* _Your task_
Among the lines below, keep only those from the one containing "Query: pergola roof" through the one containing "pixel 288 99", and reproduce them exactly.

[Region pointing data]
=== Section Start ===

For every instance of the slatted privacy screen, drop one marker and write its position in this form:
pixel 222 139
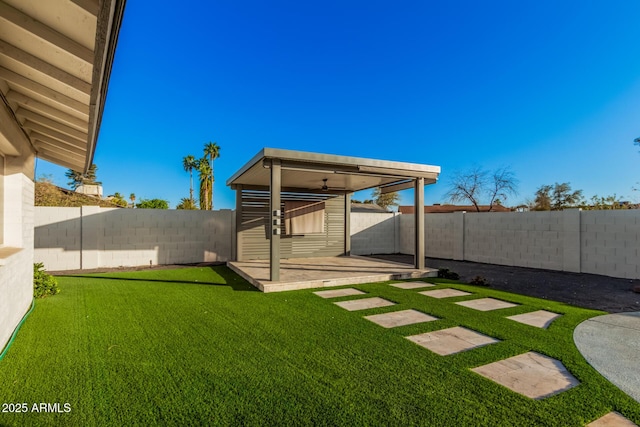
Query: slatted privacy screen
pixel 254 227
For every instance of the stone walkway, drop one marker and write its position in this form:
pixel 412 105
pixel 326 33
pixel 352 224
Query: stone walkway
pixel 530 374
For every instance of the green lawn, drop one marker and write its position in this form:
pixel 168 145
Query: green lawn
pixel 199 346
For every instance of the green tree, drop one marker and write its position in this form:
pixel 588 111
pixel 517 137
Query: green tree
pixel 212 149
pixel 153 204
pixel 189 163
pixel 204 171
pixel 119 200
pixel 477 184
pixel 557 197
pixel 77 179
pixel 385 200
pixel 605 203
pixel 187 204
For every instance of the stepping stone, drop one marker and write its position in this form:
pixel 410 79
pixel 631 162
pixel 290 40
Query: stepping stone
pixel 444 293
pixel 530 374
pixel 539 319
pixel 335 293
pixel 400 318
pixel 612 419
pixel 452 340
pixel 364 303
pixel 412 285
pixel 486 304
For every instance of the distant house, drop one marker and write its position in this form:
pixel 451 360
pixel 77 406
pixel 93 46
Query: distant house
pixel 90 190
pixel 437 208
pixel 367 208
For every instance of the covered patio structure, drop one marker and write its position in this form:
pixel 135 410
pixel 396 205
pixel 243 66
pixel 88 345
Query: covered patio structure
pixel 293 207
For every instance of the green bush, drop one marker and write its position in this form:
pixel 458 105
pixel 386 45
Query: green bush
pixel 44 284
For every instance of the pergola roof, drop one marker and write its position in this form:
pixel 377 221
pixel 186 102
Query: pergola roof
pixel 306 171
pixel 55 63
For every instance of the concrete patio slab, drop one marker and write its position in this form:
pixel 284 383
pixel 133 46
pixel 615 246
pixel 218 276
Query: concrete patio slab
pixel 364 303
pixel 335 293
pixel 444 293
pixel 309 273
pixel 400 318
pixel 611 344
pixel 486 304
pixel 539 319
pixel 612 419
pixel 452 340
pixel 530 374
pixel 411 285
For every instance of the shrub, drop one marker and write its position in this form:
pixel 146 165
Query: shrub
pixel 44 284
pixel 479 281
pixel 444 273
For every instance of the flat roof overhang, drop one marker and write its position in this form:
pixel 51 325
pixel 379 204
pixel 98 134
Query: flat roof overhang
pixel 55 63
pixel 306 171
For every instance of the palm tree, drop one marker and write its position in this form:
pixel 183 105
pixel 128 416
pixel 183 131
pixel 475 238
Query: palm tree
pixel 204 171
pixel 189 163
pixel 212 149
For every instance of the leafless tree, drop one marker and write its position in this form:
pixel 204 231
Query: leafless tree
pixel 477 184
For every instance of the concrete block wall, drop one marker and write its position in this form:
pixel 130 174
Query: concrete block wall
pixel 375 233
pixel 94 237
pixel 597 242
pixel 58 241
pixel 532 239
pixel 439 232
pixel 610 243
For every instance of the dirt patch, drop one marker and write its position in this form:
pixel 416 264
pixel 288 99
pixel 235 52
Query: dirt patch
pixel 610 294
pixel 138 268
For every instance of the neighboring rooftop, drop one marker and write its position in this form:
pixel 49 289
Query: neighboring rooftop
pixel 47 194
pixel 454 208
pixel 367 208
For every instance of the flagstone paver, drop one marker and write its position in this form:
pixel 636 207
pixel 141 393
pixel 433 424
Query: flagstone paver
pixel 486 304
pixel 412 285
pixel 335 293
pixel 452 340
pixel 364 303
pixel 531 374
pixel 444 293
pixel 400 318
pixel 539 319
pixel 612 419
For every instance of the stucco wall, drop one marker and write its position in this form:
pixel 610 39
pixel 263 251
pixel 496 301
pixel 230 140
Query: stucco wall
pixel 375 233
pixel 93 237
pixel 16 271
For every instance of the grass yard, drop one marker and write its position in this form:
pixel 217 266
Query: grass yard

=== Section End ===

* _Your solution_
Query: pergola roof
pixel 306 171
pixel 55 63
For every instance of the concrete patio slab, drop one marker and write its position in this form:
pixel 284 383
pixel 133 46
pixel 615 246
pixel 218 276
Query: concrete patio slab
pixel 364 303
pixel 335 293
pixel 444 293
pixel 309 273
pixel 400 318
pixel 611 344
pixel 486 304
pixel 539 319
pixel 612 419
pixel 452 340
pixel 530 374
pixel 411 285
For every instance of the shrub, drop one marker and write its position in this form:
pixel 146 165
Query: shrub
pixel 44 284
pixel 479 281
pixel 444 273
For every instance of the flat roof overhang, drop one marker and write its position in this form:
pixel 51 325
pixel 379 204
pixel 98 134
Query: flat roof overhang
pixel 55 63
pixel 306 171
For every instance of the palm tree, drop one marker and write its position in this form:
pixel 183 105
pixel 128 416
pixel 183 131
pixel 475 238
Query: palm tree
pixel 204 171
pixel 189 163
pixel 212 149
For every instance of the leafless tree, drop one marker and write its position in this form:
pixel 204 231
Query: leafless tree
pixel 477 184
For every instance of the concrete block wall, drop one marker and write its position in this form:
pixel 130 174
Query: concrete block wall
pixel 375 233
pixel 94 237
pixel 597 242
pixel 58 241
pixel 532 239
pixel 439 232
pixel 610 243
For every instance of the dirt patch, drop one marker and write its position in this form:
pixel 416 264
pixel 288 99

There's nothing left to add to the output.